- **SOURCE**:
Silicon dioxide (SiO₂) nanoparticles are high surface area spherical particles that have a high density of surface silanol groups, which makes them a valuable candidate to generate strong interactions (covalent bond) with an epoxy sizing.^26,27 Moreover, SiO₂ nanoparticles are cost-effective and safe.²⁸ Liu et al.²⁹ reported that an improvement of interfacial adhesion, quantified by the interfacial shear strength (IFSS) measured with the single fiber fragmentation test, could be obtained by adding silica nanoparticles to an epoxy matrix with a volume concentration as low as 2 vol% (increase of the IFSS from 34 to 44 MPa). Hsieh et al.³⁰ showed that the incorporation of silica nanoparticles in an epoxy matrix increased its fracture toughness and the fracture toughness of the corresponding CF composite. Nevertheless, the adding of silica nanoparticles in an epoxy matrix may result in an increase in viscosity, making the manufacture of a fiber reinforced composite by liquid molding methods more difficult. Furthermore the nanoparticles can be ‘filtered’ by the fiber tows resulting in their non-uniform distribution throughout the composite part. Incorporation of silica nanoparticles in the fiber sizing eliminates these issues by placing the nanoparticles in the interphase where they function to increase the mechanical properties by an enhancement of the mechanical properties of the interphase region.

In this investigation, a simple coating process was developed. CFs were immersed into a SiO₂ nanoparticle suspension to coat their surface with a nanoparticle layer. This can be considered as the batch process equivalent to a continuous fiber sizing process, which enables a straightforward scale-up compatible with current industrial practice. (3-Aminopropyl)triethoxysilane (APTES) was grafted at the surface of the particles in order to obtain a high surface density of particles with good dispersion and also to improve the level of interactions with the epoxide functional groups of the matrix (generation of covalent bonding). The influence of the surface density in SiO₂ nanoparticles and of the quality of their dispersion on the interfacial properties was quantified by measuring the IFSS, which was carried out with a single fiber fragmentation test. A significant improvement of the adhesion strength was obtained with optimal conditions.

2. Materials and methods

2.1. Materials

The silicon dioxide (SiO₂) nanoparticles used in this study were purchased from Sigma-Aldrich. Their average surface area is around 395 m² g⁻¹ and their diameter is about 7 nm, but aggregates of particles were obviously present. (3-Aminopropyl)triethoxysilane (APTES) was also obtained from Sigma-Aldrich.

- **DATA ENTRIES**:
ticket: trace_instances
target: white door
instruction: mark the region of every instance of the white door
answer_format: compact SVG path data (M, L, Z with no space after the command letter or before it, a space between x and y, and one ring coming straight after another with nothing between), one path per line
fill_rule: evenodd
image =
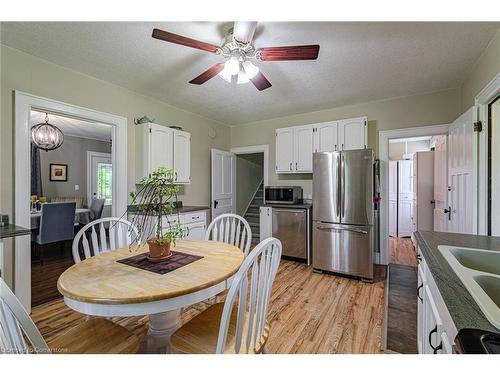
M92 199L105 199L106 206L110 206L113 202L111 154L87 151L87 168L87 204L90 206ZM110 211L109 207L107 211Z
M398 162L389 161L389 200L398 199Z
M204 240L205 239L205 222L191 223L184 227L185 240Z
M236 208L236 156L212 149L212 220Z
M293 128L276 129L276 172L292 172Z
M436 137L434 146L434 231L446 232L448 214L448 153L447 136Z
M398 237L409 237L413 232L412 223L413 200L398 202Z
M191 134L174 131L174 172L175 181L191 182Z
M413 199L413 161L400 160L399 167L399 199Z
M272 207L261 206L260 215L260 241L264 241L273 235L273 209Z
M295 160L292 169L296 172L312 172L314 133L312 125L296 126L293 129Z
M314 152L337 151L338 122L324 122L314 128Z
M150 124L149 173L160 167L173 168L174 131L166 126Z
M473 109L470 108L450 125L448 136L448 202L451 207L448 231L453 233L477 233L473 122Z
M341 150L366 148L366 117L358 117L338 122L338 136Z
M398 235L398 201L389 201L389 236L397 237Z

- **GIVEN PROBLEM**: From the passage above on silica nanoparticles, write out word for word the part starting at "2.1. Materials" and ending at "obtained from Sigma-Aldrich.".

- **ANSWER FOR THIS EXERCISE**:
2.1. Materials

The silicon dioxide (SiO₂) nanoparticles used in this study were purchased from Sigma-Aldrich. Their average surface area is around 395 m² g⁻¹ and their diameter is about 7 nm, but aggregates of particles were obviously present. (3-Aminopropyl)triethoxysilane (APTES) was also obtained from Sigma-Aldrich.